Stored dataset items:
▼

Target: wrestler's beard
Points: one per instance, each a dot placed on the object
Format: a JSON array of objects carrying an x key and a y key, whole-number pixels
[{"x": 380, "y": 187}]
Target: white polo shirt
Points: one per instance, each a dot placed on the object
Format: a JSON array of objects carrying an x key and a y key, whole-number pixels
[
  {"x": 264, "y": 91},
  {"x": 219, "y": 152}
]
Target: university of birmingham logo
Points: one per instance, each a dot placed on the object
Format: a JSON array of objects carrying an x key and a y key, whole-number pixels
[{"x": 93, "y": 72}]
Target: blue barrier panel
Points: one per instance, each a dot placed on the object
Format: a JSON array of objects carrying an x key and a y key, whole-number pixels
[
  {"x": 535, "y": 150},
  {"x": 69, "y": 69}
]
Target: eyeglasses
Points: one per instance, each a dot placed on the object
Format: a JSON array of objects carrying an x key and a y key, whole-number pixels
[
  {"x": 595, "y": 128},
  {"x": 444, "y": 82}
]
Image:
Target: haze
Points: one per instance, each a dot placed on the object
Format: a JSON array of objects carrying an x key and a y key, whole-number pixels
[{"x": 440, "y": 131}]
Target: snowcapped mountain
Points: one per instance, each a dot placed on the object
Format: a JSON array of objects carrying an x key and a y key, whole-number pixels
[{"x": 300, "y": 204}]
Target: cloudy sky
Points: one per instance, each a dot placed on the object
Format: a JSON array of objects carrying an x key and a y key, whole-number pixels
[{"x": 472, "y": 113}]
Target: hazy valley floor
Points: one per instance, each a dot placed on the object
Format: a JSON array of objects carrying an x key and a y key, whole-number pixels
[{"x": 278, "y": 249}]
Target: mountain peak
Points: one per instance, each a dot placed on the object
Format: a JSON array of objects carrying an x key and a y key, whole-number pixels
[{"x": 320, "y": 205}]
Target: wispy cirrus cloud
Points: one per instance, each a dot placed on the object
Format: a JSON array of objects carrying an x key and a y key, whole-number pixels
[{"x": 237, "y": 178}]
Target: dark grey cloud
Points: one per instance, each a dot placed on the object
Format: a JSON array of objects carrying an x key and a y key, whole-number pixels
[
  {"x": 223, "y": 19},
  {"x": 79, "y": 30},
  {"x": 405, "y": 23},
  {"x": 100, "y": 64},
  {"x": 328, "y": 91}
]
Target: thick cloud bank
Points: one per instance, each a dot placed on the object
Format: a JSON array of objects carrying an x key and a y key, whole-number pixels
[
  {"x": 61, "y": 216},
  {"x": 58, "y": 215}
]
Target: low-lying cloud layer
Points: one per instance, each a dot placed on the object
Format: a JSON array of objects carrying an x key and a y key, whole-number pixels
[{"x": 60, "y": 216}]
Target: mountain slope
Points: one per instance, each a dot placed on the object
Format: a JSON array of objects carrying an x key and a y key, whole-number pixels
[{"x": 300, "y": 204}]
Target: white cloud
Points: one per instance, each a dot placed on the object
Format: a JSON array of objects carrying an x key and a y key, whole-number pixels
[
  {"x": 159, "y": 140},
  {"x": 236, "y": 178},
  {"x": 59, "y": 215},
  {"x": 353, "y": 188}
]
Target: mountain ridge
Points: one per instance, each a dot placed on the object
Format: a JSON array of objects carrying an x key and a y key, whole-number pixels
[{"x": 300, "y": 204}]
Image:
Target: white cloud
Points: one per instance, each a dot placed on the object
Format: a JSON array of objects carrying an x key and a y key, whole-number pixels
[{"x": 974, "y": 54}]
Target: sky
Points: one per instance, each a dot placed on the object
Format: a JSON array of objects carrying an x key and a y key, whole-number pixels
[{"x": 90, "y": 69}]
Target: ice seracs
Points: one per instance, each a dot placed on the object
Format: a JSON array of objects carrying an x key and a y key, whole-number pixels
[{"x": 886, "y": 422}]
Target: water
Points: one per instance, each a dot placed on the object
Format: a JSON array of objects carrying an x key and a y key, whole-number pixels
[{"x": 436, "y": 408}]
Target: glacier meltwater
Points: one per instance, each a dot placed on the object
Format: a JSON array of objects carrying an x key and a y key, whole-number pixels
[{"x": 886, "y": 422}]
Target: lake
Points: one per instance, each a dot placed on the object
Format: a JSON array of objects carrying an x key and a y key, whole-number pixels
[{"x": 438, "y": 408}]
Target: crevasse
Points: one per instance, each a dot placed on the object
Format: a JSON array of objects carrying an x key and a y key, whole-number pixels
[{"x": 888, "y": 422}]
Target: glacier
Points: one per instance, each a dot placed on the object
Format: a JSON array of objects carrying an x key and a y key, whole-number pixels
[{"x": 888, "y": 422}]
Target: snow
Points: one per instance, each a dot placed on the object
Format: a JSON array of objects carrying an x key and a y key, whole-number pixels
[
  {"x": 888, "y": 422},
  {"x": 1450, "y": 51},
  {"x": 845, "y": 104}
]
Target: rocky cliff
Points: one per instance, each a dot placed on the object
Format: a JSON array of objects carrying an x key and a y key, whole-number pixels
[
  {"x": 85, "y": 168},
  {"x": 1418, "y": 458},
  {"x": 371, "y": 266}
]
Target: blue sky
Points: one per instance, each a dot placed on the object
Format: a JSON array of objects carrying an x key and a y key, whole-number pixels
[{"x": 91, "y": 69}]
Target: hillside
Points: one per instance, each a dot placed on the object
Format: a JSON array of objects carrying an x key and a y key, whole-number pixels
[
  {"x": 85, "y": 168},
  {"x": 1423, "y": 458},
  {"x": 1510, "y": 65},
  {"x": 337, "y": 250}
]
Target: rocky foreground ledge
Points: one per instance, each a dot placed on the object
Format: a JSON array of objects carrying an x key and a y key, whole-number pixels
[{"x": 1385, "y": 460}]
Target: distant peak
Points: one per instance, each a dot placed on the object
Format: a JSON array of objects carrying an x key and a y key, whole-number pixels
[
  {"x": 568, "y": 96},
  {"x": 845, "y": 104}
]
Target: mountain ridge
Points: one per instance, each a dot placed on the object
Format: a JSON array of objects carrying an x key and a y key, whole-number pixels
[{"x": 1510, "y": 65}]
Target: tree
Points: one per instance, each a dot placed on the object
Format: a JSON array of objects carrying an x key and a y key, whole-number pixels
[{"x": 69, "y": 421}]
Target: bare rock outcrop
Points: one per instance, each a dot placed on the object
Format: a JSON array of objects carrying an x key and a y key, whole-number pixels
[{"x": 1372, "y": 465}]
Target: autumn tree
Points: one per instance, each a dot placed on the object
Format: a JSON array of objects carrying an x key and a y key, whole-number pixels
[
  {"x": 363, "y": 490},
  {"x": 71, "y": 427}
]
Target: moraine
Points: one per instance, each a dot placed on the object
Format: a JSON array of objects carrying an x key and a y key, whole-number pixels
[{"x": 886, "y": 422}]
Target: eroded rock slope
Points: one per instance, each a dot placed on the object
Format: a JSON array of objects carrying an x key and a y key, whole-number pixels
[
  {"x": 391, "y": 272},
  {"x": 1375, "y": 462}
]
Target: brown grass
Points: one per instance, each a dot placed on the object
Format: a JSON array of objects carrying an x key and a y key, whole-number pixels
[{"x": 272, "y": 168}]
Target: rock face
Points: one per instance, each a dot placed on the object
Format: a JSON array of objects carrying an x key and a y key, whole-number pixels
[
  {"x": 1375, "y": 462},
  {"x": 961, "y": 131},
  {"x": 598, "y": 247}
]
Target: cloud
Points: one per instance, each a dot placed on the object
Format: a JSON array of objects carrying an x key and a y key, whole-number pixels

▲

REQUEST: Return the lines of the material from the line with "Target: autumn tree" up to and including the last line, as a JSON list of strings with one string per line. Leave out any blank lines.

RESULT OF THE TASK:
[
  "Target: autumn tree",
  "Points: one per instance, each a dot placed on the object",
  "Format: a JSON array of objects carrying an x key and a y key, whole-number pixels",
  "[",
  "  {\"x\": 363, \"y\": 490},",
  "  {\"x\": 71, \"y\": 427}",
  "]",
  "Target: moraine",
  "Points: one per instance, each a dot placed on the object",
  "Format: a JSON array of objects carrying an x key and a y key, whole-number pixels",
  "[{\"x\": 886, \"y\": 422}]",
  "Target: eroded rock slope",
  "Points: one per instance, each a dot placed on the object",
  "Format: a JSON array of objects carrying an x key and a y key, whole-number pixels",
  "[",
  "  {\"x\": 391, \"y\": 272},",
  "  {\"x\": 1375, \"y\": 462}",
  "]",
  "Target: brown grass",
  "Points: one per instance, each a dot placed on the object",
  "Format: a JSON array of objects carrying an x key and a y key, whole-number pixels",
  "[{\"x\": 272, \"y\": 168}]",
  "Target: rock face",
  "Points: one per instance, each a dot placed on the object",
  "Format: a JSON array of objects carrying an x key and a y key, whole-number pixels",
  "[",
  "  {\"x\": 1375, \"y\": 462},",
  "  {\"x\": 961, \"y\": 131},",
  "  {\"x\": 598, \"y\": 247}",
  "]",
  "Target: cloud",
  "Points: one per instance, each a dot placed on the object",
  "Format: a JSON array of objects carrying an x key and a y key, whole-number pixels"
]